- Your instructions
Without any pictures, copy the records below once more, exactly as they are.

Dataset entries
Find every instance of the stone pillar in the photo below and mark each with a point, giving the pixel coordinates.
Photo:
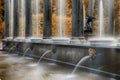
(77, 19)
(47, 19)
(16, 19)
(28, 32)
(6, 31)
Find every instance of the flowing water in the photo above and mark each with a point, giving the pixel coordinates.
(37, 16)
(25, 52)
(81, 61)
(15, 70)
(11, 48)
(23, 18)
(101, 19)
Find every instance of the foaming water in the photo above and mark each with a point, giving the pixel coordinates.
(43, 71)
(81, 61)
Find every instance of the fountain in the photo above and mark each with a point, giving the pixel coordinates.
(102, 40)
(21, 7)
(45, 53)
(80, 62)
(61, 37)
(25, 52)
(36, 21)
(11, 20)
(92, 54)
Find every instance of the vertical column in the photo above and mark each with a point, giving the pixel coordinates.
(28, 32)
(91, 10)
(6, 32)
(47, 19)
(16, 19)
(77, 18)
(111, 28)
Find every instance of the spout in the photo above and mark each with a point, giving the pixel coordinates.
(92, 53)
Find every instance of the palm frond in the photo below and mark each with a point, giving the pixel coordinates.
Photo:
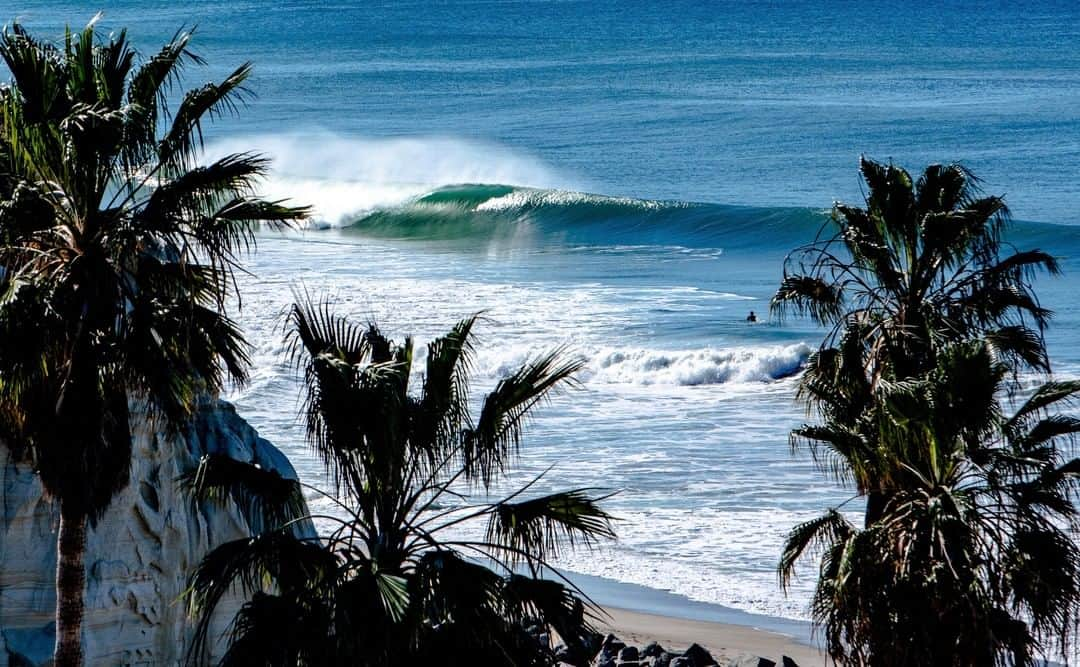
(539, 527)
(827, 531)
(267, 500)
(498, 431)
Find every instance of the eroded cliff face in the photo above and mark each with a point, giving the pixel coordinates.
(138, 556)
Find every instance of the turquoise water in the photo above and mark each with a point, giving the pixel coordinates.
(624, 178)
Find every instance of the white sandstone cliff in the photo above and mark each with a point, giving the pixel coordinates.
(137, 558)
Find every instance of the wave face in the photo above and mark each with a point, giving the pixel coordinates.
(478, 212)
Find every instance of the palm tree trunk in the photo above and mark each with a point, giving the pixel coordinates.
(70, 588)
(876, 502)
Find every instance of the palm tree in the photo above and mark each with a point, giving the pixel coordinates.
(117, 253)
(920, 267)
(973, 559)
(393, 584)
(931, 317)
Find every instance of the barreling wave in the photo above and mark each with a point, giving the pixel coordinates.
(396, 188)
(480, 212)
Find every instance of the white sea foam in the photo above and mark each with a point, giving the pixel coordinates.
(528, 198)
(342, 178)
(693, 367)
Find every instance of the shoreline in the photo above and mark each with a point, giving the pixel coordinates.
(639, 615)
(724, 641)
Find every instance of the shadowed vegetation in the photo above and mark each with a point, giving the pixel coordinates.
(394, 583)
(117, 253)
(966, 555)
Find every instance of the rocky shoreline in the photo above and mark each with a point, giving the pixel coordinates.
(609, 651)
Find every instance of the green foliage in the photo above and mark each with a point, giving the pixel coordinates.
(389, 586)
(967, 553)
(117, 252)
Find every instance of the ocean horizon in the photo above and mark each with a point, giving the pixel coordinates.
(624, 179)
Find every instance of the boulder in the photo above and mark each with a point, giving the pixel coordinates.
(652, 650)
(137, 557)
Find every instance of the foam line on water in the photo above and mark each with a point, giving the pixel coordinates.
(343, 177)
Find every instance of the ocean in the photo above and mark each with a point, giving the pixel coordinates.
(624, 178)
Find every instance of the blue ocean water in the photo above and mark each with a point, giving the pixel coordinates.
(625, 178)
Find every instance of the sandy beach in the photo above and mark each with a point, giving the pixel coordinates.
(723, 640)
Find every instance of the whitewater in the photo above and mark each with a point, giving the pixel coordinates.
(625, 179)
(683, 407)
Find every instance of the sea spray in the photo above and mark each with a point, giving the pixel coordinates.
(345, 177)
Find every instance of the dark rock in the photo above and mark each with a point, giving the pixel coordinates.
(699, 656)
(664, 659)
(652, 650)
(751, 661)
(610, 648)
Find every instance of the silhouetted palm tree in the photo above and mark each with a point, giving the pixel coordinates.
(116, 259)
(973, 559)
(931, 317)
(919, 268)
(390, 586)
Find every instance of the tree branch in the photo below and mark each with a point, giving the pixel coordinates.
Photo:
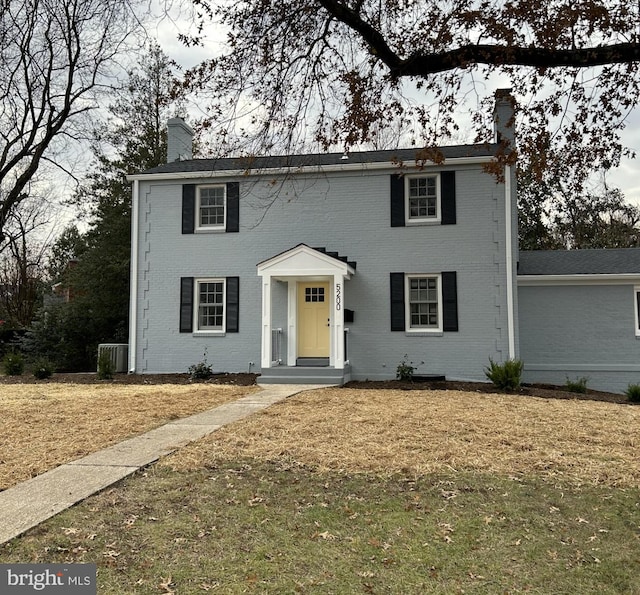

- Output for this task
Find every instance of the stone pillar in the photo below and mark each with a point, giving the pixel coordinates.
Photo:
(77, 19)
(47, 19)
(16, 19)
(28, 32)
(6, 31)
Find every instance of the flowing water in the photo above and mark each with a point, giving the pixel coordinates.
(37, 16)
(25, 52)
(81, 61)
(15, 70)
(11, 48)
(23, 18)
(101, 19)
Find every instance of the foaming water in the photo above and mark each with a point, giving the pixel coordinates.
(43, 71)
(81, 61)
Find every instance of the fountain in the photo above and mark each with a point, giving the pixel coordinates.
(102, 40)
(21, 7)
(45, 53)
(80, 62)
(61, 37)
(25, 52)
(36, 21)
(11, 20)
(92, 54)
Find every instance of the vertical column in the photo above and mark each with a point, giving the pixel coordinates.
(28, 32)
(91, 10)
(6, 32)
(47, 19)
(16, 19)
(77, 18)
(111, 28)
Find every instance of the spout in the photo above and mark each with a point, giving the pixel coordinates.
(92, 53)
Find every instance of the palm frond in the photo below and mark each with a point, giving the pixel coordinates.
Photo:
(539, 527)
(827, 531)
(267, 500)
(498, 431)
Find every instance of the eroded cliff face in the photo above and mark each with a point, giving the pixel coordinates.
(138, 556)
Find every instance of the turquoise water in the photo above and mark each with a point, giving the pixel coordinates.
(624, 178)
Find every instance of the white sandstone cliff in the photo above and mark each with a point, giving the pixel coordinates.
(137, 558)
Find every instance of the wave face in the photo above and mark each with a point, giving the pixel coordinates.
(478, 212)
Find every instance of the palm tree trunk in the photo above and mark each with a point, giving the pixel coordinates.
(70, 588)
(876, 502)
Find every instance of the palm tree in the photo above and mark each with a point, giving the pixel coordinates.
(117, 253)
(920, 267)
(973, 559)
(393, 584)
(931, 317)
Find every instance of the barreling wave in the photo above and mark each with a point, giving the pixel coordinates.
(396, 188)
(480, 212)
Find every instance of the white sea foam in the photo above and mark each with a point, giving the pixel coordinates.
(528, 198)
(342, 178)
(693, 367)
Find every instance of the shoreline in the photo above and mark each with a point, giving the pixel coordinates.
(639, 615)
(724, 641)
Find every instance of the shadowed vegetation in the photo above and mark each with a point, giving the pixel coordinates.
(394, 583)
(117, 253)
(966, 555)
Find every instance of the rocky shoreline in the photo above and mark each with a point, giving the pixel coordinates.
(609, 651)
Find every instance of the green foliage in the photo above and mark each with a point, giving the pixel coordinates.
(389, 586)
(967, 553)
(117, 252)
Find every instance of the ocean horizon in the photo above and mark each with a point, giving the pixel coordinates.
(624, 179)
Find every instance of the boulder in the photo above and mark each with a point, giving the pixel coordinates.
(652, 650)
(137, 557)
Find every instance of the foam line on water in the photo above and mark each with a point, giving the pixel coordinates.
(343, 177)
Find every instance of the ocean in the photo above and mark each with a point, giving the pixel coordinates.
(624, 178)
Find every instance of the blue ocean water in the photo above and mark each with a point, giving the pixel coordinates.
(625, 178)
Find every instance of the sandy beach in the photo above and mark each with a point, giving the pixel coordinates.
(723, 640)
Find every instance of the whitewater in the photo above and mark each with a point, giving the pixel coordinates.
(625, 179)
(683, 407)
Find every instance of the sea spray in the photo above and mark each with a point, giving the pixel coordinates.
(345, 177)
Find every instance of the dark rock in the photo above and mark each with a point, giving the pixel coordinates.
(699, 656)
(664, 659)
(652, 650)
(751, 661)
(610, 648)
Find every instance of the silhouetted palm tree in the photo above and mark each with a point, giving the pixel coordinates.
(116, 259)
(973, 559)
(931, 317)
(919, 268)
(390, 586)
Find every instance of the tree branch in the photo below and mark each with a point, giving the pixel coordinates.
Photo:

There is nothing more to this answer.